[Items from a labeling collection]
[BEGIN]

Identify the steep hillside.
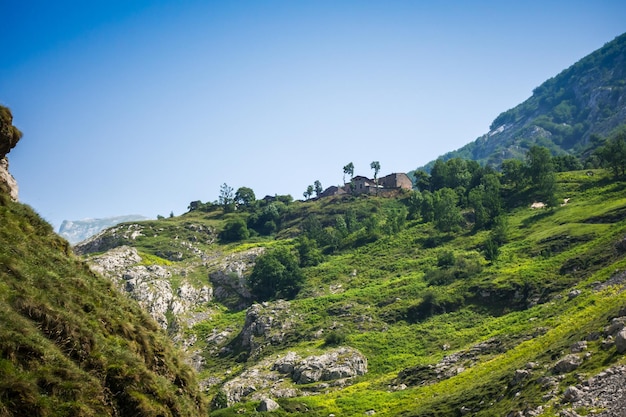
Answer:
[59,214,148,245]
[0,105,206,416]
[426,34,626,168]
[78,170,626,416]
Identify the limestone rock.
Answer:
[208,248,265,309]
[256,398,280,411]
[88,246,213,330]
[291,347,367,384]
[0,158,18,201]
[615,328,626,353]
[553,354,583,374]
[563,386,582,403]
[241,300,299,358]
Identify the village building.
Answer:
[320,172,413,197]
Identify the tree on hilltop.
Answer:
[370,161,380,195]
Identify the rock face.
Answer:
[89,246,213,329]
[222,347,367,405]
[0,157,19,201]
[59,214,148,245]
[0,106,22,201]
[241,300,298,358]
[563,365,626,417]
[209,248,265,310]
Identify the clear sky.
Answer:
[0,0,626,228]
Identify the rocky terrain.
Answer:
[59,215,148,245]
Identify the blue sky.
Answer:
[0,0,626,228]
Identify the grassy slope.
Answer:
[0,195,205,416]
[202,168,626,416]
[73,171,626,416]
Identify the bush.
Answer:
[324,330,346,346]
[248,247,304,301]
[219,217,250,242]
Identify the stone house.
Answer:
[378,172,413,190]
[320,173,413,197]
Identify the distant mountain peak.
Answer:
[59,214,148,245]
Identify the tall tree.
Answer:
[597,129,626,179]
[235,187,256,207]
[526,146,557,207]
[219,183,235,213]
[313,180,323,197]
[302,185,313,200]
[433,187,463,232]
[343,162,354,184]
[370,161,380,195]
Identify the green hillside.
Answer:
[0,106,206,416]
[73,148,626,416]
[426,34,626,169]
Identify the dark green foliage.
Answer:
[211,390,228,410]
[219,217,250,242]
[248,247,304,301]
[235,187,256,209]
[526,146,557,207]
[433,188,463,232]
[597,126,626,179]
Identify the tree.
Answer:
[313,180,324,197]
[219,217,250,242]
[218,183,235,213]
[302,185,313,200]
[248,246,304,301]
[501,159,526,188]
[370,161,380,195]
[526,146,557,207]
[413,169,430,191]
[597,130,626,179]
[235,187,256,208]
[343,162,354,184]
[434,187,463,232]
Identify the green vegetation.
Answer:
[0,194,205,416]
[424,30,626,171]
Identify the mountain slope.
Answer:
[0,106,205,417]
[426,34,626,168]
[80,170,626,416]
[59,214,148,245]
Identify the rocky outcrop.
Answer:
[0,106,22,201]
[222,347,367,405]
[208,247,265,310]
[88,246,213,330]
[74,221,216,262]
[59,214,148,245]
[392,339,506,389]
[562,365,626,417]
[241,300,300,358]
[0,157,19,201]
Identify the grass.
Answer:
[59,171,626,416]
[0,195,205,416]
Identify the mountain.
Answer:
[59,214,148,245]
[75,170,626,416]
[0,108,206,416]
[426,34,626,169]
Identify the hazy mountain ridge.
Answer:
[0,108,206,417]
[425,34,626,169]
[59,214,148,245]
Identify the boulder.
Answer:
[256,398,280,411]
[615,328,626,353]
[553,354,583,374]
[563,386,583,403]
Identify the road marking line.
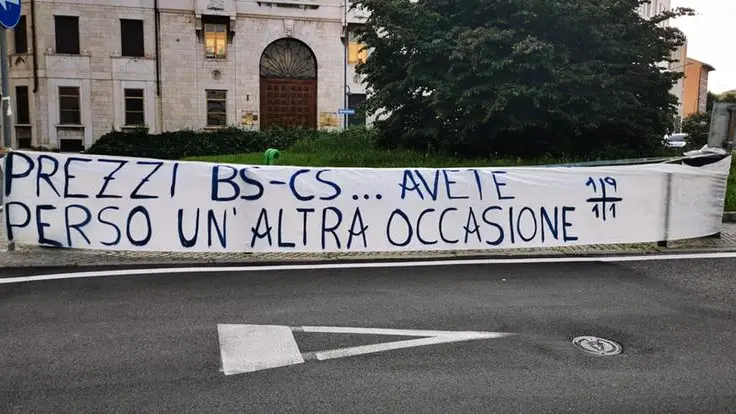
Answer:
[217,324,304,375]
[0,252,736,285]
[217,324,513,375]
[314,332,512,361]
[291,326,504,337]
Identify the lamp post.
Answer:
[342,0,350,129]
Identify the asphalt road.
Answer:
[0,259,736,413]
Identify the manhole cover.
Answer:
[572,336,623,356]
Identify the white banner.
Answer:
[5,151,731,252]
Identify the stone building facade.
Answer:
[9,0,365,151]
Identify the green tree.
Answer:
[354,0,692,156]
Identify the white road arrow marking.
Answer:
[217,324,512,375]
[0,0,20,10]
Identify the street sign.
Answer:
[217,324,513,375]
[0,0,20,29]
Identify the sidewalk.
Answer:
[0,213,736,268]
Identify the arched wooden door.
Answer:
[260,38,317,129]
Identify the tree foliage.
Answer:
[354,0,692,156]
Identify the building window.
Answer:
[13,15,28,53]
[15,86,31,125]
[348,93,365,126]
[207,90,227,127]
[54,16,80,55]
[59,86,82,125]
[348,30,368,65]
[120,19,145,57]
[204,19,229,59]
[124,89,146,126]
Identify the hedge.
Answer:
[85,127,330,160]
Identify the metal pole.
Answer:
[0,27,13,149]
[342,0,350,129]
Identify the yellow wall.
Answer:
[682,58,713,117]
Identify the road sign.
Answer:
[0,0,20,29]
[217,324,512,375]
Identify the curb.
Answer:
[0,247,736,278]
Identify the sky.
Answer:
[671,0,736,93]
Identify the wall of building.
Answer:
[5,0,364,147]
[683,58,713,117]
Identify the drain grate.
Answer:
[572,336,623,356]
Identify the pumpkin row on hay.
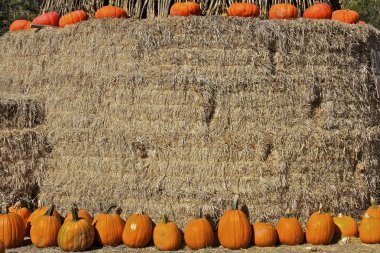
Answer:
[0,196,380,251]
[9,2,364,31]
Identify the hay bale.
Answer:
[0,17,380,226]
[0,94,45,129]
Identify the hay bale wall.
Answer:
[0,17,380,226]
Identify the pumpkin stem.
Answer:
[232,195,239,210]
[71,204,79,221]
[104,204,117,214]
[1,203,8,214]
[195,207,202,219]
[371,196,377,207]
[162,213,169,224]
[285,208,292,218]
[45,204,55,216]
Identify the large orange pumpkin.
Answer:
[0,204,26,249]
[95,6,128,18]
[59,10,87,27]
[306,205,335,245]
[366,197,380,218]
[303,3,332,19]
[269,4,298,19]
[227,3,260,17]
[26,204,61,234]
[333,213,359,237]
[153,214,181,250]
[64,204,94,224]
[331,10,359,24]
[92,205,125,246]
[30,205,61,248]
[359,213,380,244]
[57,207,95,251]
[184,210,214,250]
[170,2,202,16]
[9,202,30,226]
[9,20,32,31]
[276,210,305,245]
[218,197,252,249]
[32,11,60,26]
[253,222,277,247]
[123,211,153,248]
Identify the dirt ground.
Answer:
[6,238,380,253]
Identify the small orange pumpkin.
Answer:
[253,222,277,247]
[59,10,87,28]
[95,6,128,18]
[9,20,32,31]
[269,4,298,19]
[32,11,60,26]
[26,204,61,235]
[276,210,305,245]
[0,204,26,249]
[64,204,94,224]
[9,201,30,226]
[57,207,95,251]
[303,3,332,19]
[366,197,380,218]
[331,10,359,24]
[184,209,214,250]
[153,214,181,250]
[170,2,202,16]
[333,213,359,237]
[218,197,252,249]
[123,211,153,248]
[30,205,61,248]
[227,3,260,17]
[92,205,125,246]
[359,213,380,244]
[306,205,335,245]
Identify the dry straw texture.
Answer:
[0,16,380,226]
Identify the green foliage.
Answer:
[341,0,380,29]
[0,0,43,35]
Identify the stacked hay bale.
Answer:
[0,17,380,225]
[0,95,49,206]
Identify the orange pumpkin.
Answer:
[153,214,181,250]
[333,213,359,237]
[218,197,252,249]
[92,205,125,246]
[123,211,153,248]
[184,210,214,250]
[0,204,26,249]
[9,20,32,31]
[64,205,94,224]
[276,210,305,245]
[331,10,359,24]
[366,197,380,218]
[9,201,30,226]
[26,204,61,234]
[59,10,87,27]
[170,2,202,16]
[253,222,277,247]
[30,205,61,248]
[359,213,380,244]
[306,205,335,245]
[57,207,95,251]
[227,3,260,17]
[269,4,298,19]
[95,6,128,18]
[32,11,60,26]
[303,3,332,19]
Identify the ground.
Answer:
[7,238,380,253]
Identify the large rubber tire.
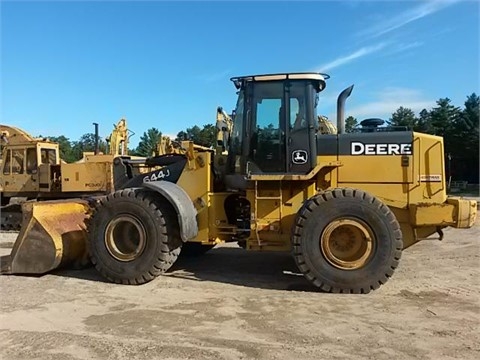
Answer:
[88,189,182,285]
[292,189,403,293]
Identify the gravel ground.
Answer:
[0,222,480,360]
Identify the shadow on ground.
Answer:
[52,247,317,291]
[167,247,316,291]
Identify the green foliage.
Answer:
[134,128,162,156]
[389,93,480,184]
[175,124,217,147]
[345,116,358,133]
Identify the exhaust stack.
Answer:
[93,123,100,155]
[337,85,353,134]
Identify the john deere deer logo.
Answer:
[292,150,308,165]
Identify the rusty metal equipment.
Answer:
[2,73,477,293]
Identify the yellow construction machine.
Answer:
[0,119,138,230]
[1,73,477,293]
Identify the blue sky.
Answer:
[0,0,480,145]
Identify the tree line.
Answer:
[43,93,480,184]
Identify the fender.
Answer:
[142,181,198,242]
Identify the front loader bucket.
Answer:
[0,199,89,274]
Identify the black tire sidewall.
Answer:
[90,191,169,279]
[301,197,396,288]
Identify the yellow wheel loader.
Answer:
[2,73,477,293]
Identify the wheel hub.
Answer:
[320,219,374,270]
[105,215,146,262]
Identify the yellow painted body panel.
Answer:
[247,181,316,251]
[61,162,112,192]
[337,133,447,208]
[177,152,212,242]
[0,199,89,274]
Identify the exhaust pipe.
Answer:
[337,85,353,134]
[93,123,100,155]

[END]
[BEGIN]

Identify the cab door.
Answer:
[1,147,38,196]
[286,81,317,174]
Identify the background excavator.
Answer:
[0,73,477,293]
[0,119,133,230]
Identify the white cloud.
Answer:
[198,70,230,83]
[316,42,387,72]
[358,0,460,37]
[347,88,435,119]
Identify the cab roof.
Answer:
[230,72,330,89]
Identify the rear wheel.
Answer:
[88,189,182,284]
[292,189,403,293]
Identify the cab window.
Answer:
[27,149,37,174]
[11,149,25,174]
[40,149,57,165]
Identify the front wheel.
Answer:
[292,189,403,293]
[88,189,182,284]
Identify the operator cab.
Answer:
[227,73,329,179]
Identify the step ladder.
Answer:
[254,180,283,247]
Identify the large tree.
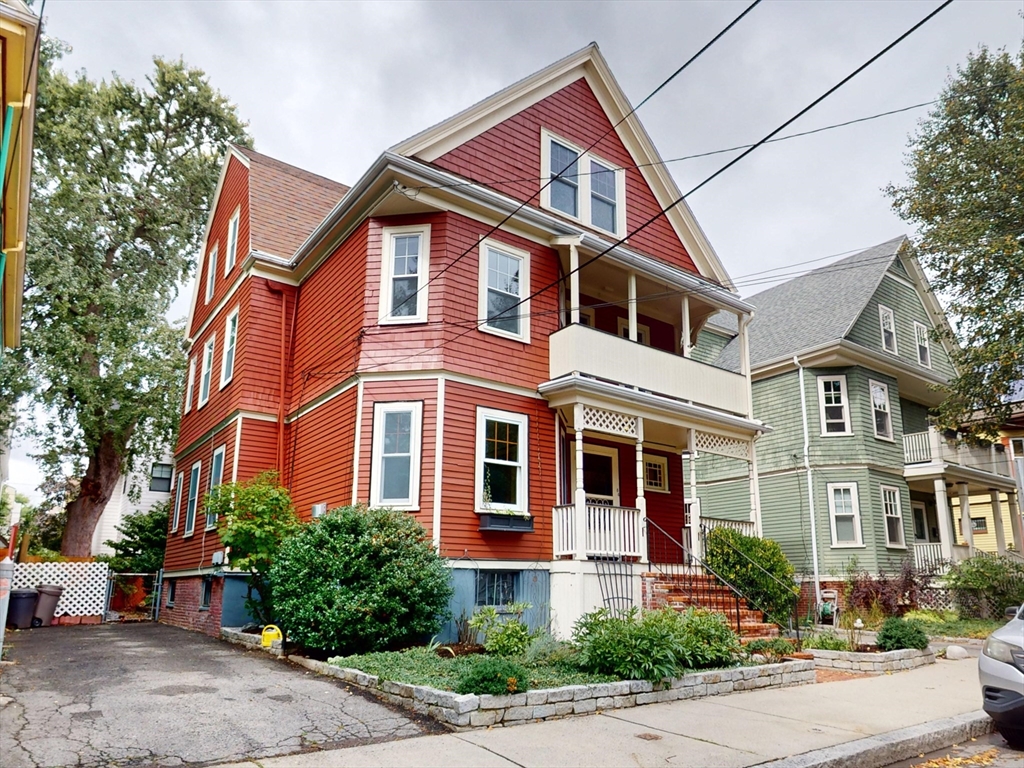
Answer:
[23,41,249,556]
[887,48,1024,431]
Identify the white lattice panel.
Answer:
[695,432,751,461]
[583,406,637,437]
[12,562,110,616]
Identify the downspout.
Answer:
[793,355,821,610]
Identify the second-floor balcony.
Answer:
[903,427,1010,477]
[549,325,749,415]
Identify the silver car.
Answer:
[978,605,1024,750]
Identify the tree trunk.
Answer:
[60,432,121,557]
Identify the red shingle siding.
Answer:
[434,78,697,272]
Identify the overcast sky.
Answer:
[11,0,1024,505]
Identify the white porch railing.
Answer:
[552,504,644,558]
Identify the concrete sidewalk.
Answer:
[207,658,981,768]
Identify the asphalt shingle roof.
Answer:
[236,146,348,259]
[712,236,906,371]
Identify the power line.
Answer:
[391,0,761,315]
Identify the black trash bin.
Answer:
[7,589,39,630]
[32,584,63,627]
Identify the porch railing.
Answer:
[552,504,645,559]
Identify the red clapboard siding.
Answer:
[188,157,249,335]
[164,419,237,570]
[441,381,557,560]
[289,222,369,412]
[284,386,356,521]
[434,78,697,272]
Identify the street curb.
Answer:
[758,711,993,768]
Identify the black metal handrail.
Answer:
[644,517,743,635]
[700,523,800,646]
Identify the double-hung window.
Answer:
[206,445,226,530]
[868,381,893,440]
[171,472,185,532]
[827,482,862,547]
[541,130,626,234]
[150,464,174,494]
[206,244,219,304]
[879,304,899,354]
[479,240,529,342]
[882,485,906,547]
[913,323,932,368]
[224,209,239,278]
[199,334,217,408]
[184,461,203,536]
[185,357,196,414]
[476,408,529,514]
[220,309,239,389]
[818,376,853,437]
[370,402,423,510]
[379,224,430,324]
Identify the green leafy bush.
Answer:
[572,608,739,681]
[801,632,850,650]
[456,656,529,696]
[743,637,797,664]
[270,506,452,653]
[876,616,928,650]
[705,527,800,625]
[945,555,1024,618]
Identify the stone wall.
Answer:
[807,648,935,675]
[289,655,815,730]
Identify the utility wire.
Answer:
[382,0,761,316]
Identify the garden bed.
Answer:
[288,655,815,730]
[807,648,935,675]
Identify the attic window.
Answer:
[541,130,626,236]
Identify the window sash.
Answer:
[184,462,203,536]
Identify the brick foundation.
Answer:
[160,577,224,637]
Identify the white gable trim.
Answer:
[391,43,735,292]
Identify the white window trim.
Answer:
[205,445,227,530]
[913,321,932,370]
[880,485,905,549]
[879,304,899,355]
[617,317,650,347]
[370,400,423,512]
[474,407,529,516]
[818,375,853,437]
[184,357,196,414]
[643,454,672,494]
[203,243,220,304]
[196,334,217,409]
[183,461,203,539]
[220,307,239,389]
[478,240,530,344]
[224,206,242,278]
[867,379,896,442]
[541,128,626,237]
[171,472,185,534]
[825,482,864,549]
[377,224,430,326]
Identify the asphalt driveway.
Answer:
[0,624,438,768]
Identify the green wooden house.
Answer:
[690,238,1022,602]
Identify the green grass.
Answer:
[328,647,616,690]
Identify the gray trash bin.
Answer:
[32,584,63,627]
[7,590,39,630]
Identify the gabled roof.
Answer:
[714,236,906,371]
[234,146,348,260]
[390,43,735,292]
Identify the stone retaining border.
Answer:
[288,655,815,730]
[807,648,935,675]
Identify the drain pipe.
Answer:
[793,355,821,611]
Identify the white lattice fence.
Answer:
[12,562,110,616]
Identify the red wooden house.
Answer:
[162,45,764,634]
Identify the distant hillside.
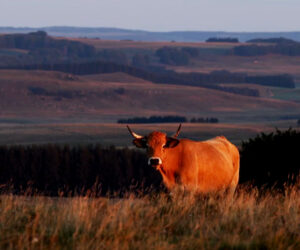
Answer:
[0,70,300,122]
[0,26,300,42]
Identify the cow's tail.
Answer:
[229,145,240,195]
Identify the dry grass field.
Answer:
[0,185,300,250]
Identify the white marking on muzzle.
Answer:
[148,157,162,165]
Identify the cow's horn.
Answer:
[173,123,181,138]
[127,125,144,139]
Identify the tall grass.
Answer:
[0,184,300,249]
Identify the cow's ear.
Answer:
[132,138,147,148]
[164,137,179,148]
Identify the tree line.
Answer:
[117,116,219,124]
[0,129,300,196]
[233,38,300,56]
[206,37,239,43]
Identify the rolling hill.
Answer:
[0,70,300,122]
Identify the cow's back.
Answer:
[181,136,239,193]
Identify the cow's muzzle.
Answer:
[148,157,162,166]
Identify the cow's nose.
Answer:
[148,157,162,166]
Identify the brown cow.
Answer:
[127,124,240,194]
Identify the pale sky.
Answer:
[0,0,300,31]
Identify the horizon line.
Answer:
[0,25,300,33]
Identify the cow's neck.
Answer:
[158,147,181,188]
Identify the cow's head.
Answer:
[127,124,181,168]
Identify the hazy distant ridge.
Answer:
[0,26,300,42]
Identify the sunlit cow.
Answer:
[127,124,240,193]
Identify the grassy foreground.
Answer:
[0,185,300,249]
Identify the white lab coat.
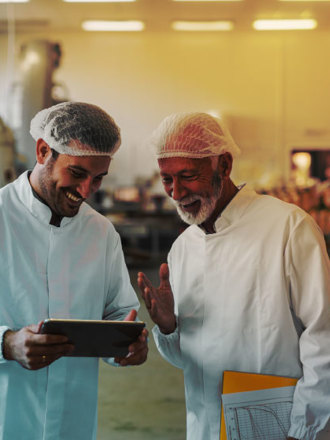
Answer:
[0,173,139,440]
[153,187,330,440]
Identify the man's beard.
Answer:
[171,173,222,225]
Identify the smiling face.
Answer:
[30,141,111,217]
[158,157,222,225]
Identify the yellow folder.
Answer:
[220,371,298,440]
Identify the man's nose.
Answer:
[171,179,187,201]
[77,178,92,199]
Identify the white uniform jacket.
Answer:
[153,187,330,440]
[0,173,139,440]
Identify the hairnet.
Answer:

[END]
[BEGIN]

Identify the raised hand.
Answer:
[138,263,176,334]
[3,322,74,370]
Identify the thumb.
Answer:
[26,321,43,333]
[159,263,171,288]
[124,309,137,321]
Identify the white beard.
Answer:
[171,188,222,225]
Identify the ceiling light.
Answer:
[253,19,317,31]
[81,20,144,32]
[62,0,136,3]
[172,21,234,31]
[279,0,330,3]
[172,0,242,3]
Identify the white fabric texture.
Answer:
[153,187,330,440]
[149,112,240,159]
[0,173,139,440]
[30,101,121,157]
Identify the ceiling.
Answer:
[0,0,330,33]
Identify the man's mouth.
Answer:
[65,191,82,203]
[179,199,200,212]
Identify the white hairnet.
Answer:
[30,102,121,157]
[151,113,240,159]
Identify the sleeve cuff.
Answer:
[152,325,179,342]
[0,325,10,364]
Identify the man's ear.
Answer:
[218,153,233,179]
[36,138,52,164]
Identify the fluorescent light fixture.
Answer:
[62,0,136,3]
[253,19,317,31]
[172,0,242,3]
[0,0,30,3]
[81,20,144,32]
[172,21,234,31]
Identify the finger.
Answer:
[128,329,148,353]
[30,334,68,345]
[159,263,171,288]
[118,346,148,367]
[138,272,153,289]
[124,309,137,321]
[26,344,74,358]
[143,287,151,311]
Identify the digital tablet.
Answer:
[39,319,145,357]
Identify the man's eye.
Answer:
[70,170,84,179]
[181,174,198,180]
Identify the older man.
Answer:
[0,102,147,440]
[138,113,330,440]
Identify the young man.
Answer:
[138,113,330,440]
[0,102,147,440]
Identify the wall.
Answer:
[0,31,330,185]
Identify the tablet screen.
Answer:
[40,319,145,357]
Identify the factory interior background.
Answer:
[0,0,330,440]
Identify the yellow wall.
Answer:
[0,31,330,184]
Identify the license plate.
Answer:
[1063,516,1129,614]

[END]

Copy the records verbatim, starting with the line that contains "Identify the manhole cover." and continuing through the line that contains "[6,238,380,253]". Omit the pictures from your copy.

**REPLY TO THE EXERCISE:**
Identify the manhole cover.
Answer:
[572,336,623,356]
Identify the white banner.
Answer:
[5,151,731,252]
Identify the stone building facade.
Answer:
[9,0,365,151]
Identify the green tree.
Answer:
[354,0,692,156]
Identify the white road arrow marking.
Answer:
[217,324,512,375]
[0,0,20,10]
Identify the street sign.
Answer:
[217,324,513,375]
[0,0,20,29]
Identify the sidewalk.
Answer:
[0,213,736,268]
Identify the arched wooden door.
Answer:
[260,38,317,129]
Identify the tree foliage.
Answer:
[354,0,692,156]
Identify the building window.
Answer:
[13,15,28,53]
[15,86,31,125]
[348,93,365,126]
[207,90,227,127]
[54,16,80,55]
[59,86,82,125]
[348,30,368,65]
[120,19,145,57]
[204,19,229,59]
[124,89,146,126]
Identify the hedge.
Answer:
[85,127,330,160]
Identify the metal pole.
Answer:
[0,27,13,149]
[342,0,350,129]
Identify the yellow wall.
Answer:
[682,58,713,117]
Identify the road sign.
Answer:
[0,0,20,29]
[217,324,512,375]
Identify the curb.
Answer:
[0,247,736,278]
Identify the sky.
Answer:
[671,0,736,93]
Identify the wall of building.
Answer:
[5,0,364,147]
[683,58,713,117]
Identify the drain grate.
Answer:
[572,336,623,356]
Identify the pumpkin row on hay.
Answer:
[0,196,380,251]
[9,2,364,31]
Identify the hay bale.
Answer:
[0,17,380,226]
[0,94,45,129]
Identify the hay bale wall.
Answer:
[0,17,380,226]
Identify the pumpkin stem.
Answer:
[232,195,239,210]
[71,204,79,221]
[104,204,117,214]
[1,203,8,214]
[195,207,202,219]
[371,196,377,207]
[162,213,169,224]
[285,208,292,218]
[45,204,55,216]
Identify the large orange pumpkin.
Answer:
[0,204,26,249]
[95,6,128,18]
[59,10,87,27]
[306,205,335,245]
[366,197,380,218]
[303,3,332,19]
[269,4,298,19]
[227,3,260,17]
[26,204,61,234]
[333,213,359,237]
[153,214,181,250]
[64,204,94,224]
[331,10,359,24]
[92,205,125,246]
[30,205,61,248]
[359,213,380,244]
[57,207,95,251]
[184,210,214,250]
[170,2,202,16]
[9,202,30,226]
[9,20,32,31]
[276,210,305,245]
[218,197,252,249]
[32,11,60,26]
[253,222,277,247]
[123,211,153,248]
Identify the dirt ground.
Answer:
[6,238,380,253]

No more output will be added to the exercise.